* _À FAIRE_
(1) Pouvez-vous recopier mot pour mot le compte rendu du livre sur les femmes voilées, de « Je ne peux pas » à « raconter son histoire. » ?
(2) Pourriez-vous prolonger le compte rendu du livre sur les femmes voilées au-delà de sa dernière phrase ?

* _TEXTE SOURCE_
Je ne peux pas assez insister sur l’importance de ce livre, paru il y a quelques mois. Faïza Zerouala, journaliste spécialisée dans les questions de société, a notamment beaucoup travaillé pour le Bondy Blog mais aussi pour le Monde. Dans cet ouvrage, elle s’efface presque entièrement pour laisser la parole (c’est là l’enjeu et tout l’intérêt du livre) à dix femmes qui ont choisi de porter le voile. Elle a passé avec chacune de nombreuses heures qui se sont transformées en quelques pages à la première personne, où la journaliste n’apparaît que pour décrire et introduire celle qui va raconter son histoire.
Toutes sauf une ont choisi de participer anonymement au projet. Elles craignent en effet que cela ne rende leur vie encore plus compliquée qu’elle ne l’est déjà. C’est là un des points communs entre toutes ces femmes: elles témoignent de la difficulté de porter le voile, sur un plan personnel, comme engagement et acte de dévotion, mais aussi et surtout à l’égard des autres, parfois même de la famille. Beaucoup ont vécu des actes et des propos relevant de l’islamophobie « ordinaire », celle du quotidien, qui fait malheureusement partie de leur expérience de femmes musulmanes en France. Toutes parlent de la peur qu’elles ressentent devant cette banalisation de la haine et devant les agressions peu médiatisées de femmes voilées (expérience: cherchez « femme voilée agressée » sur Google).
Une de ces agressions plus ou moins symboliques du quotidien est rapportée par Naïma, qui a porté le voile adolescente mais l’a ensuite retiré. Elle explique qu’elle était très bonne élève, qu’elle aimait notamment l’histoire, mais que son professeur avait refusé de la présenter et de l’aider à se préparer à un concours de dissertations sur la déportation et la Résistance. Résultat, sans l’aide de personne, elle a fini première:
Je me suis débrouillée sans cours [son professeur refusait souvent de l’admettre en classe, avant même la loi de 2004], avec Internet et une biographie de De Gaulle. Et je suis arrivée première. Ni mon prof, ni le proviseur ne m’ont félicitée. Alors que je ramenais une coupe au lycée, et que je lui offrais une pub gratuite car la presse locale en avait parlé! […] j’ai décidé d’aller à la cérémonie en tailleur, et voilée. C’était une revanche. J’ai serré la main du président du conseil général, qui n’était pas très content qu’une lycéenne voilée gagne. Les anciens résistants qui étaient là m’ont, eux, félicitée: « C’est bien que des personnes de votre origine se souviennent de cette histoire. » (p. 228)

* _ENTRÉES DE DONNÉES_
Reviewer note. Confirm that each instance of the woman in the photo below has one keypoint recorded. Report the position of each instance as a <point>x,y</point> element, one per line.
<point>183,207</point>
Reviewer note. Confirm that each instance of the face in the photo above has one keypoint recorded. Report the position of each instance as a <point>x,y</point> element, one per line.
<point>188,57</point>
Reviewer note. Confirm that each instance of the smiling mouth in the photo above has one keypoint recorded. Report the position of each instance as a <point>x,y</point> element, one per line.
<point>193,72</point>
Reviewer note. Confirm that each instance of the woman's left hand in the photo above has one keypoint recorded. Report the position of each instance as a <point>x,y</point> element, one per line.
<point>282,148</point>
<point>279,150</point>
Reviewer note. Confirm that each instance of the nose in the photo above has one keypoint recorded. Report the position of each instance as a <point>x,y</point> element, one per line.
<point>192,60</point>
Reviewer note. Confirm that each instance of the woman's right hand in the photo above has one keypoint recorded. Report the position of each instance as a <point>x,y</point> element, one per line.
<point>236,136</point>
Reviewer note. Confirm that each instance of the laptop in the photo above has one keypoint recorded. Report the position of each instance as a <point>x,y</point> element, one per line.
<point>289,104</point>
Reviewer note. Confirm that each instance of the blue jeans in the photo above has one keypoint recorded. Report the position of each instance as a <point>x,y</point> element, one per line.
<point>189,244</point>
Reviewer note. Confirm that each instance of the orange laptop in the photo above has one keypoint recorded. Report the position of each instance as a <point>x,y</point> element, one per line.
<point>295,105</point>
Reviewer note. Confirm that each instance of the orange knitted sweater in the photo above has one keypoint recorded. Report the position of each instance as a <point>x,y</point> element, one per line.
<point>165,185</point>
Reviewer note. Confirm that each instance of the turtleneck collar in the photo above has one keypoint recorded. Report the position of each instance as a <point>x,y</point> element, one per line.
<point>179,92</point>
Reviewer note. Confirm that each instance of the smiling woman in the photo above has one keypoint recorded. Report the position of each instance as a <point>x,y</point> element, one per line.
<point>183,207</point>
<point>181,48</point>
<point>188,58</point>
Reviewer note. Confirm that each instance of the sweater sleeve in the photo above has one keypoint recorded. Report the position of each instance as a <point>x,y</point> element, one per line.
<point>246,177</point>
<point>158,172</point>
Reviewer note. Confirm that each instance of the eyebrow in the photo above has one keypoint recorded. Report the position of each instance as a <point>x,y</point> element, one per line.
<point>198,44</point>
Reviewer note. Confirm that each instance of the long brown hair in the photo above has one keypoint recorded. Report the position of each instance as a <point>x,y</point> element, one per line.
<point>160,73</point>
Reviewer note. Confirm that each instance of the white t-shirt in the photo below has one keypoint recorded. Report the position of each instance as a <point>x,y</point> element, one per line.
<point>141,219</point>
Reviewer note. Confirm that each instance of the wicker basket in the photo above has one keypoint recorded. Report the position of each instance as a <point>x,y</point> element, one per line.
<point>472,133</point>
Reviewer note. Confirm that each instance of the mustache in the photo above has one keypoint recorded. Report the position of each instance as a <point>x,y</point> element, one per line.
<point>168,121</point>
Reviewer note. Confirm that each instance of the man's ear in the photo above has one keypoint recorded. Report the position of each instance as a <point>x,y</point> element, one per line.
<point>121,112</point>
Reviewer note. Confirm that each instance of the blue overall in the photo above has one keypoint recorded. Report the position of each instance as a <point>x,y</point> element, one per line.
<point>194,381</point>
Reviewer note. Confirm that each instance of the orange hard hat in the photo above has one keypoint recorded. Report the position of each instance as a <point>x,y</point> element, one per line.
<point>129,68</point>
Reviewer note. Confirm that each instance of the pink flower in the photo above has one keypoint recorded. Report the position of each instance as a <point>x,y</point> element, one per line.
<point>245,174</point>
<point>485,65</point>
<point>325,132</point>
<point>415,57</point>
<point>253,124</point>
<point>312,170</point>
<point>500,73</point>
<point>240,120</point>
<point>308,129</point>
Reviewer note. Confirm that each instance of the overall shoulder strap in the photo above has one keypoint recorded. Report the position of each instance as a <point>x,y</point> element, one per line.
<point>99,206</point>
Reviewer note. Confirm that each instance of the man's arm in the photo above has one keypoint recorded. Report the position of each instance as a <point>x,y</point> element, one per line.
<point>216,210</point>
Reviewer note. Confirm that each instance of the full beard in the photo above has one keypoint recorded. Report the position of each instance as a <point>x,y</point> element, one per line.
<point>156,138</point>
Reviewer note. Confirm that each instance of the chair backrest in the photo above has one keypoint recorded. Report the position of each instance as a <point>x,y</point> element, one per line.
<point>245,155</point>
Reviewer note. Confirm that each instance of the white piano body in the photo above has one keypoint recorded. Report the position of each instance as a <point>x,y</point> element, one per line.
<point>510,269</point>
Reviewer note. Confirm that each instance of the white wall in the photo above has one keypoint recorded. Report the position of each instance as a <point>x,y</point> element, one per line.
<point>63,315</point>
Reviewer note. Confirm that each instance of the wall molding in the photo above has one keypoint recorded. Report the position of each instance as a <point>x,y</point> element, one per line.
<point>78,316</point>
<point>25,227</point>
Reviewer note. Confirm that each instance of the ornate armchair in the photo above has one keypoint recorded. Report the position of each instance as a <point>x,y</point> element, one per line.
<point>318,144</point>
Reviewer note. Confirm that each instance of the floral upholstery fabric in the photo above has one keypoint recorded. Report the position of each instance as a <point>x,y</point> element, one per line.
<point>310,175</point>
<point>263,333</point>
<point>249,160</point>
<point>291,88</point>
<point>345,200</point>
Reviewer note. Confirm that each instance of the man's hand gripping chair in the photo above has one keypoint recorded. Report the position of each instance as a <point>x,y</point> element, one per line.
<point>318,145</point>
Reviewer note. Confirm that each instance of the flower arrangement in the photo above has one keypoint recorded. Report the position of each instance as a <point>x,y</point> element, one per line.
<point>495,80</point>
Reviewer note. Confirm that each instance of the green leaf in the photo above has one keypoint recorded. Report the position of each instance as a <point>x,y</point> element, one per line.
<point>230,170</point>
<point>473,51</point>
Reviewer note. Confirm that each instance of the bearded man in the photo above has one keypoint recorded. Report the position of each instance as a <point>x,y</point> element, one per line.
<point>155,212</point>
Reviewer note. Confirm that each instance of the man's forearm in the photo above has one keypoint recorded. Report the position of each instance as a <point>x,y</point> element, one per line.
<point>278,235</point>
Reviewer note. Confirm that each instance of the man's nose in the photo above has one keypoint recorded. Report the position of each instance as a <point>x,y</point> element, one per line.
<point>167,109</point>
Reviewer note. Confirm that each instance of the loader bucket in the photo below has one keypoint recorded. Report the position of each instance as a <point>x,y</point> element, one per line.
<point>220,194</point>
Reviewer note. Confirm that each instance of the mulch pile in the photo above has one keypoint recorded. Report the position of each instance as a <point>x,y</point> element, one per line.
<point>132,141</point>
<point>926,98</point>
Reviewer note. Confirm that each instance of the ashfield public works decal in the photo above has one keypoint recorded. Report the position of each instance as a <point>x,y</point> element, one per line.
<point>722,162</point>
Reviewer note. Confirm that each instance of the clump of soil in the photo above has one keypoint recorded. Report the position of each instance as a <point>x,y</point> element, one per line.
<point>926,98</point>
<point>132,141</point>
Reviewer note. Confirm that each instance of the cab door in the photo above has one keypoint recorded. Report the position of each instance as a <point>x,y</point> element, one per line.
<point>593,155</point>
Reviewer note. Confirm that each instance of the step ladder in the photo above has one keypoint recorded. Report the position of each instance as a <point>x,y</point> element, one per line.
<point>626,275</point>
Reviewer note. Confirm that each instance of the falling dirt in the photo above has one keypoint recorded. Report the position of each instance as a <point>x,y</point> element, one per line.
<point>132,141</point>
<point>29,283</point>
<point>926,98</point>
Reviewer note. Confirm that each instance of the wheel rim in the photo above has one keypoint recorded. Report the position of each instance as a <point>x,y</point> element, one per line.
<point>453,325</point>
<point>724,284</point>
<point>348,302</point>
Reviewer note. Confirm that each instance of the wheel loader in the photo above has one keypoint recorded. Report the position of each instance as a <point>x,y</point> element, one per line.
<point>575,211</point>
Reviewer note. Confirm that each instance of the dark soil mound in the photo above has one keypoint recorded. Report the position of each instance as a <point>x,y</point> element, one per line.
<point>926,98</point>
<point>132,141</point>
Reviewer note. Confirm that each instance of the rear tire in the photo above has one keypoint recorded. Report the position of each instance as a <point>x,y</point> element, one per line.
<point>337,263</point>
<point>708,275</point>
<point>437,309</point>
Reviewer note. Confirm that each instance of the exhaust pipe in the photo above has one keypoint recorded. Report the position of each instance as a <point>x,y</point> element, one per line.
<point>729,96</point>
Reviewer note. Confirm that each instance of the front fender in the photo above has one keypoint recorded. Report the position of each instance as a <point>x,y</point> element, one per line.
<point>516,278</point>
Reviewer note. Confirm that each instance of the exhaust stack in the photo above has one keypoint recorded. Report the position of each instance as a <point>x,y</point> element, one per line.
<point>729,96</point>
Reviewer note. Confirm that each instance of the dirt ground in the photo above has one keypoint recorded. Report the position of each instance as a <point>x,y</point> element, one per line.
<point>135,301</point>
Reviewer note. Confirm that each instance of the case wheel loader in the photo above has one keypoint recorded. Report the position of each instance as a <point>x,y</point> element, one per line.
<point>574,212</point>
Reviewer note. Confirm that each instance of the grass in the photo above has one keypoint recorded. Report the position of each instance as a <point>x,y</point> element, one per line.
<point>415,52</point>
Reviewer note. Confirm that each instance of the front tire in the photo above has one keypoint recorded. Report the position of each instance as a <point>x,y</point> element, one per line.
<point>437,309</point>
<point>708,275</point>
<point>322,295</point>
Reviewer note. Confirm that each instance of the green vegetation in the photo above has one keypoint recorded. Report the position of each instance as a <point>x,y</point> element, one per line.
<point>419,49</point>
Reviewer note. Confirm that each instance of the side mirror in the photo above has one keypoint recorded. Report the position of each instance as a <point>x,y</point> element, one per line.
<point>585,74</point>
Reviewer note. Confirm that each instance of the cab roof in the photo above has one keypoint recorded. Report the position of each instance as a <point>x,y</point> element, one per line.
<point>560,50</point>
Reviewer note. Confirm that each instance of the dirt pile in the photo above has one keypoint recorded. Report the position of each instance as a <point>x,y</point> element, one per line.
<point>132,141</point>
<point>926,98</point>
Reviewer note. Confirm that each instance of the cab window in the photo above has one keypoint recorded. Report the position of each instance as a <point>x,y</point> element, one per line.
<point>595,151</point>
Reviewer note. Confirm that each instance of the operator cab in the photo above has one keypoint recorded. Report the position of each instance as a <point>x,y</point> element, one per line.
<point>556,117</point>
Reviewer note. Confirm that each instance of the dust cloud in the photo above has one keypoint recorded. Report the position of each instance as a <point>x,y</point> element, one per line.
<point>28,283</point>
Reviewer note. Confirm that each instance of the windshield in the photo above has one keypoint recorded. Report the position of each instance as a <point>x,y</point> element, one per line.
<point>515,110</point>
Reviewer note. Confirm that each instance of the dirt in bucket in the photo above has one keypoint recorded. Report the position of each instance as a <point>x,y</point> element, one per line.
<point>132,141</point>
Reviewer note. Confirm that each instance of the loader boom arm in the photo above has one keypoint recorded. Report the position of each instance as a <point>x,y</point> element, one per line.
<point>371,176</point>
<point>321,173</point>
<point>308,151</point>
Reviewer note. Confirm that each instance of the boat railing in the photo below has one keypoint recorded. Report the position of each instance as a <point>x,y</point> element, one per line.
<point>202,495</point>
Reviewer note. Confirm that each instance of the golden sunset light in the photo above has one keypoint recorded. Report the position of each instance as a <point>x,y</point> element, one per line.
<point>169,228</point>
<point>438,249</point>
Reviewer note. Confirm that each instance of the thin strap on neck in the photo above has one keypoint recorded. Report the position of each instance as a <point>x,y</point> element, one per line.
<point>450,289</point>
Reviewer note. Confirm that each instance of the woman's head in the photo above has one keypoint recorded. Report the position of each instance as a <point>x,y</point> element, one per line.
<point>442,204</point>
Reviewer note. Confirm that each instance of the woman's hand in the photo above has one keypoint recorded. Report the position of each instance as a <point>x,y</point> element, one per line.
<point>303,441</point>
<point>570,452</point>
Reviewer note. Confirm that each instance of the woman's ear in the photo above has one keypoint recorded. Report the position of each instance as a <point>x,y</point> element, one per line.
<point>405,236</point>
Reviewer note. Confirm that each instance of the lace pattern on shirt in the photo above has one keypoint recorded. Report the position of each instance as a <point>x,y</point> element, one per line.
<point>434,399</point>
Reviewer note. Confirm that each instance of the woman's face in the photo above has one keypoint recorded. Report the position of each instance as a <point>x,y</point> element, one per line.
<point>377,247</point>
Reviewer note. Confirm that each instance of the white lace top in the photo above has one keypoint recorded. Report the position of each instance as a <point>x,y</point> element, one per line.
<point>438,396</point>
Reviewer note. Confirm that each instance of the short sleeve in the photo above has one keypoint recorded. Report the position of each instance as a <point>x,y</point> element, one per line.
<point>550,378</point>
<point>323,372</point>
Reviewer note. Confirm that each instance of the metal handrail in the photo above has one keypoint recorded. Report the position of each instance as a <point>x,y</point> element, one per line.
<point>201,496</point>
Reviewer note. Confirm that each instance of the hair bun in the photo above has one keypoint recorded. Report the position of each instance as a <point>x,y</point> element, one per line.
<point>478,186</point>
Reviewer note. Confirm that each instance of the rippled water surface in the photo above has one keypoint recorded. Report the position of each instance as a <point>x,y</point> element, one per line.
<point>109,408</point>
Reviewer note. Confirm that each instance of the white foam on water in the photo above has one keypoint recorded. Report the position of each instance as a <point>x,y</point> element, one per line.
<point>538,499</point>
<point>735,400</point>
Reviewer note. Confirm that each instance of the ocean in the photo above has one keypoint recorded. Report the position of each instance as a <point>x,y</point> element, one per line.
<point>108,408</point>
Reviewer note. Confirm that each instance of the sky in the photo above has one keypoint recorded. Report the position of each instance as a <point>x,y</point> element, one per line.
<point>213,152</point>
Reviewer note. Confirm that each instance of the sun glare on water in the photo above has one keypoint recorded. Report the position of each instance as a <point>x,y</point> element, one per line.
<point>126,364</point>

* _RÉPONSES PAR CONSIGNE_
(1)
Je ne peux pas assez insister sur l’importance de ce livre, paru il y a quelques mois. Faïza Zerouala, journaliste spécialisée dans les questions de société, a notamment beaucoup travaillé pour le Bondy Blog mais aussi pour le Monde. Dans cet ouvrage, elle s’efface presque entièrement pour laisser la parole (c’est là l’enjeu et tout l’intérêt du livre) à dix femmes qui ont choisi de porter le voile. Elle a passé avec chacune de nombreuses heures qui se sont transformées en quelques pages à la première personne, où la journaliste n’apparaît que pour décrire et introduire celle qui va raconter son histoire.

(2)
Qu’on vienne nous parler après cela de tous ces « communautaristes » qui refusent de « s’intégrer »…
Mais le plus frappant, ce sont peut-être les différences, nombreuses, entre toutes ces femmes, leur manière de vivre leur religion, leur rapport au voile, au corps, aux hommes. Difficile d’ailleurs, après avoir lu ce livre, de parler du « voile » en général, tant ce bout de tissu qui suscite tant de commentaires et de réprobation recouvre des réalités différentes. Peu de points communs en effet entre la youtubeuse Asma, la seule qui accepte de témoigner sous son vrai nom, qui porte le jour de l’entretien un foulard violet retenu par une épingle rouge, et Fatiha, qui porte le sitar (voile intégral qui, à la différence du niqab, couvre également les yeux). Je ne cherche pas à dire que la première est plus acceptable que la seconde, seulement qu’elles portent des voiles très différents, ce qui suppose aussi un vécu différent par rapport à la religion et à autrui. (Pour l’anecdote, un point commun, peut-être inattendu, entre Asma et Fatiha: elles sont divorcées.) La question du jugement revient d’ailleurs souvent, pour être aussitôt écartée: la plupart tiennent à préciser qu’elles ne jugent ni les non-voilées, ni les femmes qui portent le voile de manière différente. Plusieurs évoquent tout de même leur réticence à l’égard du niqab, et Fatiha paraît d’ailleurs bien isolée dans cette collection de témoignages.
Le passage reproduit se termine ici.